Copy every record exactly as it appears in the data below.

Dataset excerpts
/---

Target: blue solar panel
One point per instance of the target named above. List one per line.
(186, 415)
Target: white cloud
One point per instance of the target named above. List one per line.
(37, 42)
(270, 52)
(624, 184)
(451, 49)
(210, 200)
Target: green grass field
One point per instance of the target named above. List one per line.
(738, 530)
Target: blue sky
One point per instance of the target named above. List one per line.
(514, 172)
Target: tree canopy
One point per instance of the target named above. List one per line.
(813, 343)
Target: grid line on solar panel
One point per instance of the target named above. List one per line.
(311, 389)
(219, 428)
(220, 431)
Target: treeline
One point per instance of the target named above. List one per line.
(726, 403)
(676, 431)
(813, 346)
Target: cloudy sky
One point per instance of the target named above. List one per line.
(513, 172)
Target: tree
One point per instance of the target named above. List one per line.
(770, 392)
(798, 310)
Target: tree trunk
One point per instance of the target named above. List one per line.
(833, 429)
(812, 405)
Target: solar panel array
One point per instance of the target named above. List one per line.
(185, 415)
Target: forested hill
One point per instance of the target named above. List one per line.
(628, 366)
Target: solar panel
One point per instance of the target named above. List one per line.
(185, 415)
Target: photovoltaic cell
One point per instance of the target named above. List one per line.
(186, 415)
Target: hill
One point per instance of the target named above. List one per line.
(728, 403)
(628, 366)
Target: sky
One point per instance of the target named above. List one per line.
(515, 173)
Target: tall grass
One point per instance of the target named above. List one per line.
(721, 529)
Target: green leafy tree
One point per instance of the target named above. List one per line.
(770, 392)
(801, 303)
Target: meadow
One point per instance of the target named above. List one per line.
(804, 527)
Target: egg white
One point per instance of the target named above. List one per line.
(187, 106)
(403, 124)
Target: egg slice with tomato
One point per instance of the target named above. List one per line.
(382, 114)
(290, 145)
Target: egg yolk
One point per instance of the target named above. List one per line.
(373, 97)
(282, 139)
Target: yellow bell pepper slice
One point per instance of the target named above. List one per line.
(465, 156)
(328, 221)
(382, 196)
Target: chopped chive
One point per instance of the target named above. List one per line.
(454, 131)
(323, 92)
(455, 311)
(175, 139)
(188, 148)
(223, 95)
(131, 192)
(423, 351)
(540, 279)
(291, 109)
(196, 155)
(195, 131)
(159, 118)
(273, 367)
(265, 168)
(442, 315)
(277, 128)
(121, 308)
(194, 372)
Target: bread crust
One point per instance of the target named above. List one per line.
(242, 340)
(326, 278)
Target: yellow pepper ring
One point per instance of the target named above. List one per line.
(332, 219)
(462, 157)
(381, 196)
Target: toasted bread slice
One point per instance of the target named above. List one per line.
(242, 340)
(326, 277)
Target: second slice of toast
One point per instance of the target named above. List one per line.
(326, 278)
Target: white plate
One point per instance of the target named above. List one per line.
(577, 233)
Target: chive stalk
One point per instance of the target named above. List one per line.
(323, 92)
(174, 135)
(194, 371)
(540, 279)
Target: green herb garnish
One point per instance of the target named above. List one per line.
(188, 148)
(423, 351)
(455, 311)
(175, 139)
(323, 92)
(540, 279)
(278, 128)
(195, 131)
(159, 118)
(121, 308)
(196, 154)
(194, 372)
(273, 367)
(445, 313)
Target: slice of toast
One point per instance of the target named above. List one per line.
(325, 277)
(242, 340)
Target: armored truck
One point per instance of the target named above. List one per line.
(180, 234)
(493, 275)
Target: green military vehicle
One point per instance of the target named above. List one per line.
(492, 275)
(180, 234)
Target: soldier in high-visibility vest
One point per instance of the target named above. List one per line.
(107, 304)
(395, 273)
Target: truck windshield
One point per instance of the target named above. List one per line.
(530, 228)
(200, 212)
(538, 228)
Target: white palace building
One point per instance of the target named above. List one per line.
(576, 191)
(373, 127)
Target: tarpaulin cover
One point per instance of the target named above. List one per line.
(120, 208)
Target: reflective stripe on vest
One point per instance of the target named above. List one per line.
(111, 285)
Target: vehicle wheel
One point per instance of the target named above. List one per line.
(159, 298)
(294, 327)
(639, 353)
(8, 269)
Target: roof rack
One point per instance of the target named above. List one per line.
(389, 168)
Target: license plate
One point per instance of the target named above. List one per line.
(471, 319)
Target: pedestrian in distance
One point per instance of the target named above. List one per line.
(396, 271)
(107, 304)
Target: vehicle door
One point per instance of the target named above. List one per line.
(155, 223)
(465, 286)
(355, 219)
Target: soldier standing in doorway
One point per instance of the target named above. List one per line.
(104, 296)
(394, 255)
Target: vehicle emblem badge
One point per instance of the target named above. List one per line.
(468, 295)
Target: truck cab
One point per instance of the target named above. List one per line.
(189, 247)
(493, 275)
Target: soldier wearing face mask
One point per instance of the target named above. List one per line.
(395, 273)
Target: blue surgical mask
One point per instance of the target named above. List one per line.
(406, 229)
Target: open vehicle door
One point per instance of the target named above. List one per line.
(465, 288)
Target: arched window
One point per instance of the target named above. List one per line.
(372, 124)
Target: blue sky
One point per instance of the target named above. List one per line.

\---

» **Result**:
Target: blue solar panel
One point per instance of the target named above. List one per line.
(186, 415)
Target: white cloud
One point per instance of the target named above. List one per line.
(37, 42)
(270, 52)
(624, 184)
(451, 49)
(210, 200)
Target: green grass field
One point per instance of the target named above. List one per line.
(738, 530)
Target: blue sky
One point per instance of the target named above. List one per line.
(514, 172)
Target: tree canopy
One point per instance of the target named above. List one per line.
(813, 343)
Target: grid line on solar panel
One point per instance of the target named above. List one per line.
(311, 389)
(219, 428)
(220, 431)
Target: treeline
One point per instance of the target named above. List one per line.
(726, 403)
(676, 431)
(813, 346)
Target: cloudy sky
One point per instance of the target named above. List one per line.
(513, 172)
Target: tree
One point per instance of the target named above. List one per line.
(770, 392)
(798, 310)
Target: tree trunk
One point per instance of the target named above. List one per line.
(833, 429)
(812, 405)
Target: solar panel array
One point per instance of the target named above. List one per line.
(185, 415)
Target: forested hill
One point per instance of the target named above. List one per line.
(628, 366)
Target: solar panel
One point per instance of the target named above. List one per line.
(185, 415)
Target: photovoltaic cell
One point per instance of the target named above. List one per line.
(186, 415)
Target: hill
One point per instance of the target named above. List one per line.
(728, 403)
(628, 366)
Target: sky
One point per instance of the target named above. List one per line.
(515, 173)
Target: tall grass
One point per instance of the target named above. List one per line.
(721, 529)
Target: green leafy tree
One point per instance of the target named above. List one per line.
(770, 392)
(801, 303)
Target: meadow
One point per instance of the target named above. List one per line.
(804, 527)
Target: egg white
One point per instance of the target named above. List one per line.
(187, 106)
(403, 124)
Target: egg slice with tomato
One point per instance of the target named above. List one per line.
(382, 114)
(290, 145)
Target: egg yolk
One point per instance of the target named above. List one per line.
(373, 97)
(282, 139)
Target: yellow bell pepper slice
One point per instance of the target named above. List one per line.
(465, 156)
(328, 221)
(382, 196)
Target: chopped chive
One point per instance of the target named above. List one per line.
(454, 131)
(323, 92)
(455, 311)
(175, 139)
(188, 148)
(223, 95)
(131, 192)
(423, 351)
(540, 279)
(291, 109)
(196, 155)
(195, 131)
(159, 118)
(273, 367)
(265, 168)
(442, 315)
(277, 128)
(121, 308)
(194, 372)
Target: bread crust
One point per instance of the target named above. List one per line.
(242, 340)
(326, 278)
Target: yellow pepper ring
One point per instance of the target named above. List one per line.
(332, 219)
(462, 157)
(381, 196)
Target: toasted bread slice
One point per instance of the target named above. List one per line.
(242, 340)
(326, 277)
Target: second slice of toast
One point per instance of the target named above. List one per line.
(326, 278)
Target: white plate
One point per instance of the target named above. List one per line.
(577, 233)
Target: chive stalk
One point per instance of the target named above. List one per line.
(323, 92)
(174, 135)
(194, 371)
(540, 279)
Target: green herb garnish
One point per instance of the target named above. List one per line.
(188, 148)
(423, 351)
(455, 311)
(175, 139)
(323, 92)
(540, 279)
(278, 128)
(195, 131)
(159, 118)
(121, 308)
(196, 154)
(194, 372)
(273, 367)
(445, 313)
Target: slice of toast
One point per instance of the target named above. List one per line.
(325, 277)
(242, 340)
Target: armored truck
One point per instance of the target named above. List one per line.
(180, 234)
(493, 275)
Target: green military vehicle
One point per instance of the target named above. List one per line.
(492, 275)
(180, 234)
Target: soldier in high-visibility vest
One point per instance of the target named above. List one per line.
(107, 304)
(395, 273)
Target: truck windshield
One point per instance of the target named above. List one per line.
(530, 228)
(200, 212)
(538, 228)
Target: white palace building
One point per instance of the target named above. List one per line.
(576, 191)
(373, 127)
Target: tarpaulin cover
One point per instance of the target named above. List one per line.
(120, 208)
Target: reflective stripe on vest
One point per instance of the target named above. List one per line.
(111, 285)
Target: vehicle wheel
One point per instance of the target named above. List one per line.
(159, 298)
(294, 327)
(639, 353)
(8, 269)
Target: roof rack
One point per instance of the target named above. List one per line.
(389, 168)
Target: license plate
One point per instance of the target named above. List one per line.
(471, 319)
Target: pedestrian in distance
One point per instance of the target named above. List one per line.
(396, 271)
(107, 304)
Target: vehicle door
One point per instance of the target named above. List one per line.
(155, 223)
(465, 286)
(355, 219)
Target: soldier standing in doorway
One point per instance of the target named above. List one per line.
(104, 296)
(394, 255)
Target: vehicle emblem badge
One point per instance of the target named above. List one per line.
(468, 295)
Target: truck cab
One point per instance of the target named above. List one per line.
(189, 247)
(493, 275)
Target: soldier wearing face mask
One point per instance of the target named above. List one per line.
(395, 273)
Target: blue surgical mask
One point per instance of the target named above. List one per line.
(406, 229)
Target: open vehicle door
One point per instance of the target named above. List one per line.
(465, 288)
Target: arched window
One point per instance of the target named above. List one per line.
(372, 124)
Target: blue sky
One point per instance of the target named above. List one per line.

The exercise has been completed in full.